## TASK TO COMPLETE
Turn the records, from the start through the line containing "top-left (0, 0), bottom-right (708, 471)", into a JSON list of strings with one string per line and no blank lines. Include nothing after that line.

------------

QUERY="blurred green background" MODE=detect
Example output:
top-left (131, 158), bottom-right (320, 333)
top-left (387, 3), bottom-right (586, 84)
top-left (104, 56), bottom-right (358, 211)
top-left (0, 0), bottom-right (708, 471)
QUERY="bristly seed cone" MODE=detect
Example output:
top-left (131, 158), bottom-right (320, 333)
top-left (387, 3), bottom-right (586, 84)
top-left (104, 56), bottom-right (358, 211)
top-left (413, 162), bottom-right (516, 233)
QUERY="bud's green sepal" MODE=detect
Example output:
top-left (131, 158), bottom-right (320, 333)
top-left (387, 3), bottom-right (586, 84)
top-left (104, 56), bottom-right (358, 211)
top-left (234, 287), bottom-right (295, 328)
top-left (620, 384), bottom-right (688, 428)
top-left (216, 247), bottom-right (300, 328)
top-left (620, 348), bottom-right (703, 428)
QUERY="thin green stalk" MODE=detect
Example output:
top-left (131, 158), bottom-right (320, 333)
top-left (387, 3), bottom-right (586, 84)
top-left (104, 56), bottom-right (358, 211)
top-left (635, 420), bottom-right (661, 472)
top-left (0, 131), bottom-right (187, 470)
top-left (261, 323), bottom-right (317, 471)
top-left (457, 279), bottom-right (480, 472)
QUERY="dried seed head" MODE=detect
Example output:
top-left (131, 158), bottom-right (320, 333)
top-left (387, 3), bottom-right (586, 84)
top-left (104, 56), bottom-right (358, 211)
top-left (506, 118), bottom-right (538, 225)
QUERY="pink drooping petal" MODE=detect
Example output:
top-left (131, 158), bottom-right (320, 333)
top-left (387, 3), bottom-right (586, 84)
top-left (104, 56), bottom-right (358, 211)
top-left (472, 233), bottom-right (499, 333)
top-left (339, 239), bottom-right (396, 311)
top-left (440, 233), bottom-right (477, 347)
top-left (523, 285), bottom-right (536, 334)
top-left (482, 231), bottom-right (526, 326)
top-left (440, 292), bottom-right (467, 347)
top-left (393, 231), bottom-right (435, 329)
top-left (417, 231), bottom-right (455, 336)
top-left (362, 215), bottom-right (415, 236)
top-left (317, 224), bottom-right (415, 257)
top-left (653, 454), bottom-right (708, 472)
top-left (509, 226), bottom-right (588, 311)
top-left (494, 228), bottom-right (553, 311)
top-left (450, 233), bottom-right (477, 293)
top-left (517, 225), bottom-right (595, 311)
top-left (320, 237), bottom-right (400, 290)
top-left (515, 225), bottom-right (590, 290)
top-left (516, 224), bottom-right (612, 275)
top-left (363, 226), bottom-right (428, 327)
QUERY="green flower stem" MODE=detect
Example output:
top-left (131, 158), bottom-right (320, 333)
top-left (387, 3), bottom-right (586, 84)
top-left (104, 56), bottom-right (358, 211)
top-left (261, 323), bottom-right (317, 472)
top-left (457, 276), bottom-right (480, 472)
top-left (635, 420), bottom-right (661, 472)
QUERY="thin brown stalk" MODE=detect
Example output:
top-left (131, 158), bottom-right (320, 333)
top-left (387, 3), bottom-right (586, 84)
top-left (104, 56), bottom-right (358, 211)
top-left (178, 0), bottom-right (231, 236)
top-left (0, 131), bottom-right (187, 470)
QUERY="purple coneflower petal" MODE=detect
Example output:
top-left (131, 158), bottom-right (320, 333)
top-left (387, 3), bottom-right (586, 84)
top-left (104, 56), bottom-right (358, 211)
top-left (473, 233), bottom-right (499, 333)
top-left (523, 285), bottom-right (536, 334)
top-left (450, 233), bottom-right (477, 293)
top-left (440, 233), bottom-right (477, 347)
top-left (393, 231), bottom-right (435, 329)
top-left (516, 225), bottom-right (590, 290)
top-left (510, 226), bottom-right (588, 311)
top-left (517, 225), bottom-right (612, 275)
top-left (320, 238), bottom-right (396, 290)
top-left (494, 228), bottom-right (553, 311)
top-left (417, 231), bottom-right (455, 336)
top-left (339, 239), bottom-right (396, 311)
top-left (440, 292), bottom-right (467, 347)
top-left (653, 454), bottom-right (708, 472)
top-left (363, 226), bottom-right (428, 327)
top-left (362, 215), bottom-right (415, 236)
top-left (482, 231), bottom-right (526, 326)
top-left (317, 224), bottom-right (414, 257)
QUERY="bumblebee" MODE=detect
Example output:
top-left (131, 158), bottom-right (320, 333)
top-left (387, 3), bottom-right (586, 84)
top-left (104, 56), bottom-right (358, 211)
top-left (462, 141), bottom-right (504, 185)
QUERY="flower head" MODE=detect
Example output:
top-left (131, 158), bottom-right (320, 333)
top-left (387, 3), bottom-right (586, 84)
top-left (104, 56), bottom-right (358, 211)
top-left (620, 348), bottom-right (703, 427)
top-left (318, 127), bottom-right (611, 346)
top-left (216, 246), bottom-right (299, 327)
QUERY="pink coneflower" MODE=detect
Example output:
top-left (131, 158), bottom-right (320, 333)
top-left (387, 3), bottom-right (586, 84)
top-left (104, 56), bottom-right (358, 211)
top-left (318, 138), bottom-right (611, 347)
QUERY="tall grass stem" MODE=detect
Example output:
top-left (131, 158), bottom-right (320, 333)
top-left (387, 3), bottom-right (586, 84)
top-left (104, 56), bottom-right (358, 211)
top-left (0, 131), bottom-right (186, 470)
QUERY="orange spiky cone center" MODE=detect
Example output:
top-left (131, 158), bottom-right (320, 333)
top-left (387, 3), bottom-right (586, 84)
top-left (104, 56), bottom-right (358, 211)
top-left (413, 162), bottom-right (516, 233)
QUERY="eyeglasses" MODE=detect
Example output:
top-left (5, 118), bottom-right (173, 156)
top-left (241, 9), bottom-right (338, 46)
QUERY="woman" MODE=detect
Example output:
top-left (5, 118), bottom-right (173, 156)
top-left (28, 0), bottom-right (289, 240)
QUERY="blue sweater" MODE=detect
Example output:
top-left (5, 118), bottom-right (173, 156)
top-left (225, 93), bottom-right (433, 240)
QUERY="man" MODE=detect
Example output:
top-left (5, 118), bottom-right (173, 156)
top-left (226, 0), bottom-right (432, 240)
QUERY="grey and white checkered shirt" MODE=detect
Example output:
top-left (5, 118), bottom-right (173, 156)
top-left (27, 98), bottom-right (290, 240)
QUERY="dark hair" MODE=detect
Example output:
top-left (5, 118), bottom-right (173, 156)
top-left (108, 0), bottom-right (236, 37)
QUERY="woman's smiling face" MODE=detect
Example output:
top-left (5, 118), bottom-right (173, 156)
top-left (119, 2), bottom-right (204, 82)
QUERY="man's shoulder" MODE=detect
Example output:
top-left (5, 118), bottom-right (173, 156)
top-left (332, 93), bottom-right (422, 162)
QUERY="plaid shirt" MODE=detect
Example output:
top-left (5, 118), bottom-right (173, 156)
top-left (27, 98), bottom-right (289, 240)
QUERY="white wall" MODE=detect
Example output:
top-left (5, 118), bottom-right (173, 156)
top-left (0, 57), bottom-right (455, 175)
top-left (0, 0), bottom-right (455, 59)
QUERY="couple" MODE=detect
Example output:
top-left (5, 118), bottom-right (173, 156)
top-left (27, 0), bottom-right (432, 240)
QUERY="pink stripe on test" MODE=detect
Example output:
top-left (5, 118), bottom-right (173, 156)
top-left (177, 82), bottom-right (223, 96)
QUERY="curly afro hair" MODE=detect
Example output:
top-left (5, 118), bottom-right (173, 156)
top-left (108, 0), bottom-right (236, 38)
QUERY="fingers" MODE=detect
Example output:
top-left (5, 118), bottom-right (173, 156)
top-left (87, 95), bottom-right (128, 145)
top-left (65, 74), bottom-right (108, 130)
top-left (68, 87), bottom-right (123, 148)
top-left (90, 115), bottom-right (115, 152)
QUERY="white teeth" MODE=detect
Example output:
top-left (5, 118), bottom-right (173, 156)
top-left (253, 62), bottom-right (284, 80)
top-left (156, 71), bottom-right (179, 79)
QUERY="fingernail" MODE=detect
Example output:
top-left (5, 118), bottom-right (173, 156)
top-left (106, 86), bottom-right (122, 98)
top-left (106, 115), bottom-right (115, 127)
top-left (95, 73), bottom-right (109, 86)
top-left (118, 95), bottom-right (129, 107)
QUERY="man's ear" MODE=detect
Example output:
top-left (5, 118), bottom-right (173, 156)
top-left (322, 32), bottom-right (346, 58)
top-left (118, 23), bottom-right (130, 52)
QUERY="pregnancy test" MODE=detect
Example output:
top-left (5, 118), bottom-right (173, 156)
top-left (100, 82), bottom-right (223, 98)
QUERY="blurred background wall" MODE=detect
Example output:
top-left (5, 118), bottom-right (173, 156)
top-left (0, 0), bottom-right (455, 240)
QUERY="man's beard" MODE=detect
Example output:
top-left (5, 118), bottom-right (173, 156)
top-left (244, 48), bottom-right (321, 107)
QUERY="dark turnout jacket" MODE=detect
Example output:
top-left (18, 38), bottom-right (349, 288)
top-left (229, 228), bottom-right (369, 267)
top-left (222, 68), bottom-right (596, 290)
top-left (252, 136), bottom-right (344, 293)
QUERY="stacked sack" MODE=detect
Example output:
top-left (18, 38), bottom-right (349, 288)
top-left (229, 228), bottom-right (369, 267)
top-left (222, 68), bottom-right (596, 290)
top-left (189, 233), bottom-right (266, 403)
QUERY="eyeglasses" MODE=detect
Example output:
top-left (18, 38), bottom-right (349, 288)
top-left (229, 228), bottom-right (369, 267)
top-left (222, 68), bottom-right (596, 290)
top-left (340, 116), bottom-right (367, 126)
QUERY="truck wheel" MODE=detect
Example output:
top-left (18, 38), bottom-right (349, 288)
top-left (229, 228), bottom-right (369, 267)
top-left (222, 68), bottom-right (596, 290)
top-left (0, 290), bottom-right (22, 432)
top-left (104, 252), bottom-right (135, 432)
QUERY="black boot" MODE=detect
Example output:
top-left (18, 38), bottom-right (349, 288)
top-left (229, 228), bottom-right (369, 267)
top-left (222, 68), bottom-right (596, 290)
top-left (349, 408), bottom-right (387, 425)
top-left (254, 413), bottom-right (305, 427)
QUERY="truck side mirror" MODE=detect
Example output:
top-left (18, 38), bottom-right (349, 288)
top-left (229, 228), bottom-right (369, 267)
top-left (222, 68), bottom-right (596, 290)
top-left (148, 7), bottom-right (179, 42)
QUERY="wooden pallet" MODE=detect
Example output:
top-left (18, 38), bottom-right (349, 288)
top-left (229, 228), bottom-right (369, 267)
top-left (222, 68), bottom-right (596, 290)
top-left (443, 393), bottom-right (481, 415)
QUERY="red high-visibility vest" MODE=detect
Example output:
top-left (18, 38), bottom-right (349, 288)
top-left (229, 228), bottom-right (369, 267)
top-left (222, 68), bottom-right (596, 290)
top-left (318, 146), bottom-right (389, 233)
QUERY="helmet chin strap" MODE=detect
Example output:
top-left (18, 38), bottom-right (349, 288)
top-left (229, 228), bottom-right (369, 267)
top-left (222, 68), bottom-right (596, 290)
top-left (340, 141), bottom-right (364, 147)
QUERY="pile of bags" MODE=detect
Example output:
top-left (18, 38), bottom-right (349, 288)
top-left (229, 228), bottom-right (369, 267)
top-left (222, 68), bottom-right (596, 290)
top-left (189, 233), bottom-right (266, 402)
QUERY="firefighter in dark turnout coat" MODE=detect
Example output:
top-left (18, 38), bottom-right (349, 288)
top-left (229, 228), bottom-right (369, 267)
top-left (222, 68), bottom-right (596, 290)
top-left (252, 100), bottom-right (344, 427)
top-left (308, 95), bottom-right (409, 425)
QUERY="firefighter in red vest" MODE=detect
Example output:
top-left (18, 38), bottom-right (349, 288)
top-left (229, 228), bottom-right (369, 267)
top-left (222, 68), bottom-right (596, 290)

------------

## RIGHT ANSWER
[
  "QUERY=\"blurred green background\" MODE=detect",
  "Example output:",
  "top-left (131, 158), bottom-right (320, 333)",
  "top-left (387, 3), bottom-right (586, 84)",
  "top-left (104, 56), bottom-right (358, 211)",
  "top-left (0, 0), bottom-right (708, 471)"
]